EXERCISE DETAILS - Scan the material below and copy every line holding the word "white".

MATERIAL FOR THIS TASK -

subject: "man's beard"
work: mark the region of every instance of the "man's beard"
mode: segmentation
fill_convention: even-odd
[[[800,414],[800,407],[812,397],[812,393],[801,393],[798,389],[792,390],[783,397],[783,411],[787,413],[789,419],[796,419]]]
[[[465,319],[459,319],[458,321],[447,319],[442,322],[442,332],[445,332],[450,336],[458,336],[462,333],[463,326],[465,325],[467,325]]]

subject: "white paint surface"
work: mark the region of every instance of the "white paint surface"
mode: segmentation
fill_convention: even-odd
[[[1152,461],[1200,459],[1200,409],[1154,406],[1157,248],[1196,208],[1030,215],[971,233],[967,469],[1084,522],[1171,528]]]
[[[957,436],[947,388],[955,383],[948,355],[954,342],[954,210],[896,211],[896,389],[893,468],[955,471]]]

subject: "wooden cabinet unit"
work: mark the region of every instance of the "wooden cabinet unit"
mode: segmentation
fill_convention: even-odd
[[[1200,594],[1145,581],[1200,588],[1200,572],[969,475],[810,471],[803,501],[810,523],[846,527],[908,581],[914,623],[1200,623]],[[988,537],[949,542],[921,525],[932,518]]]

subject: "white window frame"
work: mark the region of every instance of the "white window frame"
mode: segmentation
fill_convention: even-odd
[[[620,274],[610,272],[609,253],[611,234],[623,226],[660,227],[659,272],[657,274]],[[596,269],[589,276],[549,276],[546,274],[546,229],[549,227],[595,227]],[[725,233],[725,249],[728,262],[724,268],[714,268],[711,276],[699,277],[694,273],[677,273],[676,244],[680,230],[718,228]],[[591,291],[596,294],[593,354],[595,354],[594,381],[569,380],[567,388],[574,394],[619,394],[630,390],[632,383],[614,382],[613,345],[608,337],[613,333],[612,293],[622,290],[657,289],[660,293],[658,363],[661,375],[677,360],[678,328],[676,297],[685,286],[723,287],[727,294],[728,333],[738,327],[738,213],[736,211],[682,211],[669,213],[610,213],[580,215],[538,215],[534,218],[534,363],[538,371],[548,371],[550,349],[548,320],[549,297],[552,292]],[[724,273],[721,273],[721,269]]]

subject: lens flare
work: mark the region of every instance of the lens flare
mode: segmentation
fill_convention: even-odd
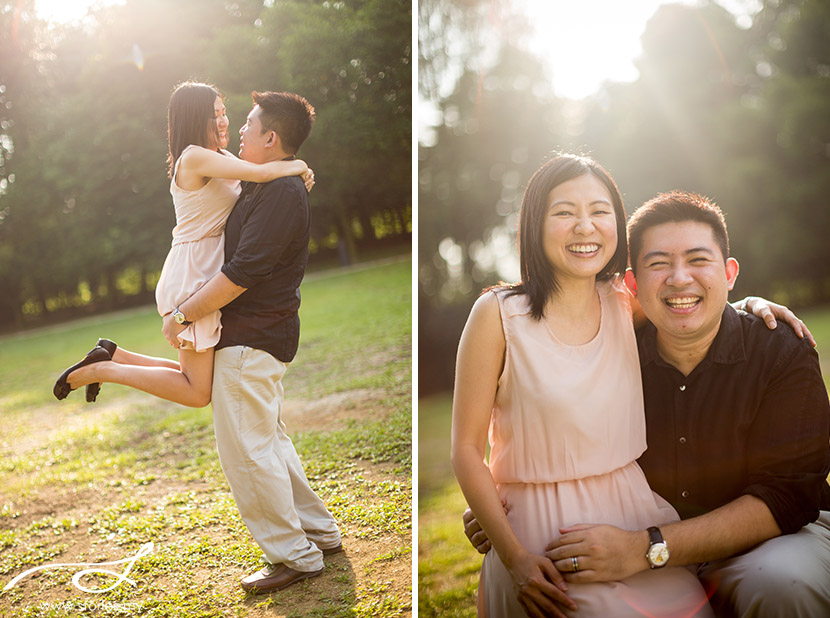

PROBLEM SOLUTION -
subject: "white paint surface"
work: mark the region of every instance of the "white paint surface"
subject: "white window frame"
work: mark the region of every instance of the "white window frame"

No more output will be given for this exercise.